TEXT SECTION -

To save $1 trillion, Uncle Sam should take cues from CEOs, group says
Tuesday, October 12, 2010; 8:01 PM
Washington could run a little more like Silicon Valley, say several tech chief executives who have compiled a report on how the federal government can save $1 trillion.
Saying they've tried several of the strategies in their own businesses, the executives presented White House officials last week with ideas on how the government can cut the number of data centers it uses, reduce fraud in programs by using technology and streamline supply chains, among other suggestions.
The group, the Technology CEO Council, includes IBM's Sam Palmisano, Intel's Paul Otellini and Motorola's Greg Brown.
"This distinguished group of corporate leaders . . . believe that by utilizing some of the best practices of the private sector, the government can realize significant savings and improve the service delivered to you, the taxpayers," Jeffrey Zients, chief performance officer for the Office of Management and Budget, wrote on the OMB blog after the meeting. "We couldn't agree more."
Zients and OMB chief information officer Vivek Kundra have spearheaded some of the ideas as part of a mandate to modernize the federal government by improving its information technology and making it run more efficiently.
In their report, the executives say they want to offer solutions that won't require legislation.
"The CEOs chose to examine the topic in part because discussions of the deficit too often lead to across-the-board spending cuts or across-the-board tax hikes," said Bruce Mehlman, executive director of the Technology CEO Council and a partner at the lobbying firm Mehlman, Vogel, Castagnetti.
The biggest potential contributor to savings, the executives say: overhauling the government's supply chain, which could save $500 billion over the next 10 years.
The report says that the federal government has tried this before, including in 2005. The problem with that effort, they say, is that the government limited its focus to commodity purchases and not reforming how it picks suppliers across the board. As a corporate example, they said that Motorola integrated its supply chains in 2004, and the company said it has saved about $1.2 billion every year.
Zients said the government is consolidating its purchase of office supplies, which will save 20 percent or $200 million over four years.
Another idea from the executives: reducing the number of payments that shouldn't have been made under federal grants, Medicare, food stamps and tax refunds. Their report says that new analytical techniques can help the government pick out the bad payments and save roughly $200 billion over 10 years.
President Obama has set a goal of cutting improper payments by $50 billion by 2012. The OBM has created a "do not pay" list to try to keep mistakes from being repeated.
As lawmakers look for ways the government can save money, a report last year by McKinsey & Company showed that an improvement of 5 to 15 percent in the government's operations could save $1.3 trillion.
Michael Nelson, a visiting professor at Georgetown, said reports from the tech council can be influential.
"The main thing is who's saying it," Nelson said. "To have seven CEOs stand up . . . they're putting their credibility on the line."
Nelson, who read the group's reports when he worked in the Clinton administration, said the group helped shape thinking in Washington on a number of issues, including e-commerce, export laws around personal computers and electronic health records.
The OMB has turned to corporate America for answers before. In January, the White House invited several high-profile executives to come up with ideas on how to make the federal government run more like one of the country's best businesses. Executives included Microsoft chief executive Steve Ballmer, PepsiCo's Indra Nooyi and Time Warner's Jeff Bewkes.

TASKS TO CARRY OUT -
**1)** According to the article, how much could overhauling the federal government's supply chain save over the next 10 years?
**2)** Print the part of the article starting with "The group, the" and going on through "won't require legislation.".
The lines after this point come from a separate source.

STUDY MATERIAL -

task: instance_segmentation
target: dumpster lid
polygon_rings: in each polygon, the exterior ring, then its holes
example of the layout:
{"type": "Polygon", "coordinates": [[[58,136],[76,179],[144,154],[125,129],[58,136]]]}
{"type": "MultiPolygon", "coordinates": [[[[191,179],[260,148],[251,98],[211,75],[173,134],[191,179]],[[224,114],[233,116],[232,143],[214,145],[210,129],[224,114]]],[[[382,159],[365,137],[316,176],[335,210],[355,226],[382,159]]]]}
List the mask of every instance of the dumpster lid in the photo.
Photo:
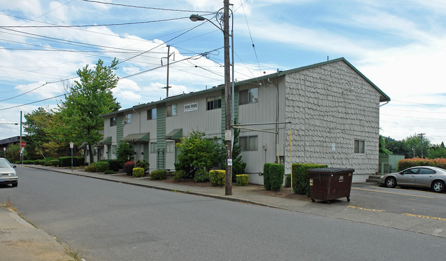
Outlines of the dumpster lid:
{"type": "Polygon", "coordinates": [[[355,170],[351,168],[321,168],[308,170],[308,173],[329,174],[329,173],[353,173],[355,170]]]}

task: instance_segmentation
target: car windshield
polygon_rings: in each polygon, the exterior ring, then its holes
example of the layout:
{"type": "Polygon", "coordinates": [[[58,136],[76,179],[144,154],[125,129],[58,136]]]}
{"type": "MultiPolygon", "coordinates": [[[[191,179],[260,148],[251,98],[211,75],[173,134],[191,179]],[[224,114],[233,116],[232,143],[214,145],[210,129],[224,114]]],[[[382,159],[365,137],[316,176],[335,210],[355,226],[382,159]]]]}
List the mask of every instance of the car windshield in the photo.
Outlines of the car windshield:
{"type": "Polygon", "coordinates": [[[5,159],[0,159],[0,168],[11,168],[11,165],[5,159]]]}

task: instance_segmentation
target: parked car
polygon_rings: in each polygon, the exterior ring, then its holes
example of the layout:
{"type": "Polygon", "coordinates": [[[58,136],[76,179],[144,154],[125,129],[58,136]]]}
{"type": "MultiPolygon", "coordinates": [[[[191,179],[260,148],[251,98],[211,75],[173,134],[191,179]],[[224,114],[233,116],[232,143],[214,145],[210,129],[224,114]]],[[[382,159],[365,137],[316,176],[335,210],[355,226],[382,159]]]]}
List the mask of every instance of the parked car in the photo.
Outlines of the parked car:
{"type": "Polygon", "coordinates": [[[386,174],[379,178],[379,184],[387,188],[430,188],[436,192],[445,191],[446,170],[441,168],[420,166],[407,168],[395,173],[386,174]]]}
{"type": "Polygon", "coordinates": [[[0,184],[11,184],[12,187],[19,185],[19,179],[14,168],[16,166],[11,165],[8,159],[0,158],[0,184]]]}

ANSWERS FOR THE TASKS -
**1)** $500 billion

**2)**
The group, the Technology CEO Council, includes IBM's Sam Palmisano, Intel's Paul Otellini and Motorola's Greg Brown.
"This distinguished group of corporate leaders . . . believe that by utilizing some of the best practices of the private sector, the government can realize significant savings and improve the service delivered to you, the taxpayers," Jeffrey Zients, chief performance officer for the Office of Management and Budget, wrote on the OMB blog after the meeting. "We couldn't agree more."
Zients and OMB chief information officer Vivek Kundra have spearheaded some of the ideas as part of a mandate to modernize the federal government by improving its information technology and making it run more efficiently.
In their report, the executives say they want to offer solutions that won't require legislation.